Page excerpt
===

It is therefore imperative to break the “attention frame” of the existing system of power – in economics, law, politics, culture — which subtly dictates the spectrum of credible, “respectable” options. So long as the neoliberal market/state remains the governing framework for acceptable change, the range of permissible solutions will be inadequate. Only a structural reconfiguration of power and new sorts of institutions will open up transformative solution-sets. And this can only be achieved by artfully engineering, sector by sector, a new socio-ecological economy with its own efficacy, values and moral authority.

Thus, along with a grand strategy of “Starving and Stopping” (within the Old), serious support must be given to “Building the New.” This means active, informed support for experimentation, outlier projects, deep conceptual thinking and analysis, strategy convenings, relationship building, and movement-building. It means developing an infrastructure to support an expanding web of learning, institutions and affiliations that help Build and Replicate the New. Since the basic goal is to catalyze a paradigm-shifting emergence (which arises in unpredictable, nonlinear ways), it is misguided to try to apply old-paradigm quantitative metrics to the early-stage instances of a new paradigm.

To give a rough sense of the Big Picture, this infographic depicts some key strategic fronts in the struggle to Starve the Old and Build the New. (This image was developed by Movement Generation Justice and Ecology Project with the Climate Justice Alliance’s Our Power Campaign.)

As a matter of practical politics, it is complicated to simultaneously try to dismantle the old system from within while also attempting to Build the New. This is well illustrated by the struggle to develop transition strategies for climate change. Moving away from carbon-based fuels and finance capitalism and towards renewable energy and a post-consumerist economy must take place primarily within the old (corrupted, archaic) political and policy apparatus. But the fight to Starve the Old can be greatly assisted if it is connected to and coordinated with efforts to Build the New. The demonstration of feasible alternatives (renewable energy, cooperativism, relocalization, etc.) is itself a way to shift political momentum and the moral center of gravity toward system change. To work, this requires that alternatives incubated outside the existing system achieve a sufficient coherence, intelligibility, scale and functionality.

Two analogues illustrate this dynamic: The rise of Linux and other open source programs were significant socio-economic events because they weakened the market power and stature of Microsoft and other types of proprietary software; suddenly other options were credible and available. Similarly, a constellation of local food and anti-GMO movements, working mostly outside of policy arenas, have pioneered an alternative vision for growing, buying and enjoying food. This has forced agribusiness to change, stimulated new policy initiatives (anti-GMO labeling, e.g.) and shifted the conversation about what’s possible. Political and policy dimensions are not the primary focus but the secondary effects of Building the New. In both of these cases, the impetus for change came from innovative provisioning models; robust participatory communities; and an earned moral credibility that is widely recognized.

===

Supplied records
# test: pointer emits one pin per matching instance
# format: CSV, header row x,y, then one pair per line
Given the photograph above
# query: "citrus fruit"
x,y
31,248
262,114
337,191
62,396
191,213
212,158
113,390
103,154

===

Problem set
1. Summarize the passage on building the new in two sentences.
2. From the passage on building the new, retype the words starting with "Thus, along with" and going on through "a new paradigm.".
3. According to the passage on building the new, what is it misguided to apply to the early-stage instances of a new paradigm?

Solutions per task
1. The passage argues that transformative change requires breaking the "attention frame" of the existing power system and engineering a new socio-ecological economy, so serious support must go to "Building the New" along with efforts to starve and stop the old. The fight against the old system is greatly assisted by coordinating it with building the new, because feasible alternatives shift political momentum, as shown by Linux and other open source programs and by local food and anti-GMO movements.

2.
Thus, along with a grand strategy of “Starving and Stopping” (within the Old), serious support must be given to “Building the New.” This means active, informed support for experimentation, outlier projects, deep conceptual thinking and analysis, strategy convenings, relationship building, and movement-building. It means developing an infrastructure to support an expanding web of learning, institutions and affiliations that help Build and Replicate the New. Since the basic goal is to catalyze a paradigm-shifting emergence (which arises in unpredictable, nonlinear ways), it is misguided to try to apply old-paradigm quantitative metrics to the early-stage instances of a new paradigm.

3. Old-paradigm quantitative metrics.